**PROBLEM**. The word "sign" may appear in the records below. Report how many lines contain it, and write nothing besides the number.

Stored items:
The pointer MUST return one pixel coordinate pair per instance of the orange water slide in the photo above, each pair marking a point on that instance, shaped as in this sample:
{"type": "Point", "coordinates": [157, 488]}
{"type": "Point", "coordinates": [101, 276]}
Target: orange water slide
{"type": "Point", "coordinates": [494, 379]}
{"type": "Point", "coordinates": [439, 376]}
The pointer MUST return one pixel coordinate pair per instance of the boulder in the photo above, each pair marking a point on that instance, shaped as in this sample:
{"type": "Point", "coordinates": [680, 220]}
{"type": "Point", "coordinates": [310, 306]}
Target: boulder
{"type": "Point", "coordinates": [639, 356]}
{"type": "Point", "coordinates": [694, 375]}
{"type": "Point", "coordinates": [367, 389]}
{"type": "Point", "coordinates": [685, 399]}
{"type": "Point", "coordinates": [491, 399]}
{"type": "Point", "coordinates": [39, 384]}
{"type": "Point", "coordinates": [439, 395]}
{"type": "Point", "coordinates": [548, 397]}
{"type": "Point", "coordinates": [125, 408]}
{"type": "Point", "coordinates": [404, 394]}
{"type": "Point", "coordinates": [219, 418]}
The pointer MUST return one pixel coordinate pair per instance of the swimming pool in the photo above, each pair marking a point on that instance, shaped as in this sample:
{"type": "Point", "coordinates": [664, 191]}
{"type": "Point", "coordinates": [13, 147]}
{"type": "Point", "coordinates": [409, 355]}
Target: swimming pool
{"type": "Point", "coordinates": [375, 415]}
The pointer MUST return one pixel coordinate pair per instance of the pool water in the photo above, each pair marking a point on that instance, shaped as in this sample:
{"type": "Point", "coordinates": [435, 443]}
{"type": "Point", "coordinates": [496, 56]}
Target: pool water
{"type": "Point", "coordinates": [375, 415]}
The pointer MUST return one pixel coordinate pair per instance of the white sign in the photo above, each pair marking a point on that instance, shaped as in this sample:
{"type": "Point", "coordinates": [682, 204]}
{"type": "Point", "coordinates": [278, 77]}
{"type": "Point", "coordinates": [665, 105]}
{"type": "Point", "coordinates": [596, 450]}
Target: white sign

**SOLUTION FOR THIS EXERCISE**. 2